• Stored records:
------------------------------------------------

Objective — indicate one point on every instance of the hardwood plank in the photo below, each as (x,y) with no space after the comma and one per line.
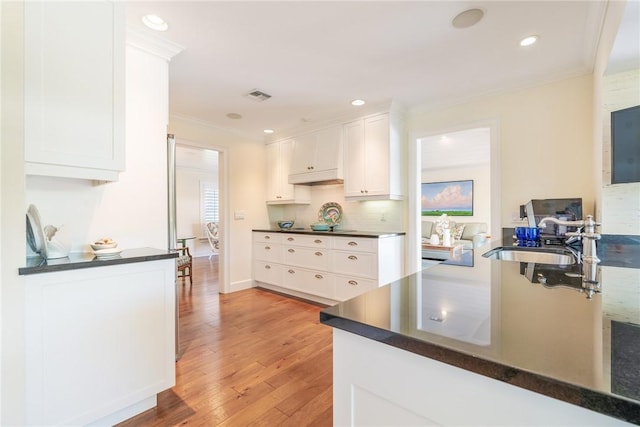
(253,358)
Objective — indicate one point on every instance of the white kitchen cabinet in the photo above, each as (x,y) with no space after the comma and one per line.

------------------------------------------------

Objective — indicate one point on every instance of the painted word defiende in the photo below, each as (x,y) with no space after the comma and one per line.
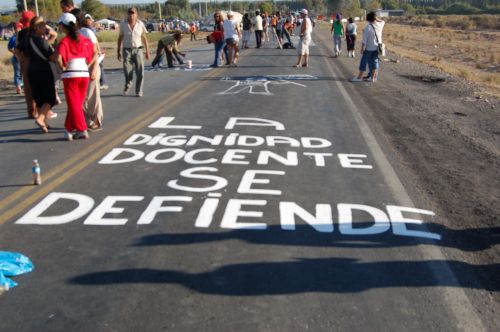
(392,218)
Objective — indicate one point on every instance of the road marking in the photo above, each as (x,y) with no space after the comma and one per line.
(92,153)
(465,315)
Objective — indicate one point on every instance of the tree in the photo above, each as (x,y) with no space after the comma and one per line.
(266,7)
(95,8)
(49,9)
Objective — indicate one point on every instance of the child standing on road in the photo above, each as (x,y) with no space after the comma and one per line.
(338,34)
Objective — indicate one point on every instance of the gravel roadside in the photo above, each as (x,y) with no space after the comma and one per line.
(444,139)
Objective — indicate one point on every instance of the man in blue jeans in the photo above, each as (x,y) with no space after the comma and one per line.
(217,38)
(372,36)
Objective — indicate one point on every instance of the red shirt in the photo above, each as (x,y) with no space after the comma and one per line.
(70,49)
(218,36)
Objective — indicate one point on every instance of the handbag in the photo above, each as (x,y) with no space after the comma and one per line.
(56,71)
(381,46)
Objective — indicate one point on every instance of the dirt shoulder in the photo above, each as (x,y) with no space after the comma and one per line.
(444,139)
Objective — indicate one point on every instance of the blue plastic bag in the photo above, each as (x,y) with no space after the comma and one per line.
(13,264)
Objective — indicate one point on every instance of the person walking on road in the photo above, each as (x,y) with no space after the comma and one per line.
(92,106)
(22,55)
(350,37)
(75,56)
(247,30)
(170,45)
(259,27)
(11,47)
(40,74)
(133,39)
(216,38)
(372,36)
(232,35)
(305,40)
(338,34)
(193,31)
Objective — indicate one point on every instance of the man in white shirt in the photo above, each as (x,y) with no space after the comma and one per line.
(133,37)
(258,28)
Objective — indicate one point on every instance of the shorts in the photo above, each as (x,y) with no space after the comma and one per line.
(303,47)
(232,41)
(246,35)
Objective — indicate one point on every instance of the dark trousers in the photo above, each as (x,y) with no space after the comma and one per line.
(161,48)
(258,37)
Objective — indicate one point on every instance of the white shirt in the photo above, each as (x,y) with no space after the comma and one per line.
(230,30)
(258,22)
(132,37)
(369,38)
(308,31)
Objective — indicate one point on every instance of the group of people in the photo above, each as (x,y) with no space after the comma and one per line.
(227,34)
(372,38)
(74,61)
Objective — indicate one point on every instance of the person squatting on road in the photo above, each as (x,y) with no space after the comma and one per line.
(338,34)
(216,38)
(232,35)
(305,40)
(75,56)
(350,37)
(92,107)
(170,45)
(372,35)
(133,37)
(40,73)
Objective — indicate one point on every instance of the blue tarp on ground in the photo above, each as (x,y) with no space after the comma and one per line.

------------------------------------------------

• Exercise description:
How many lines in the entries above contain the string "person", counting case-sensitively? Give only the number.

• Solution to this exercise:
2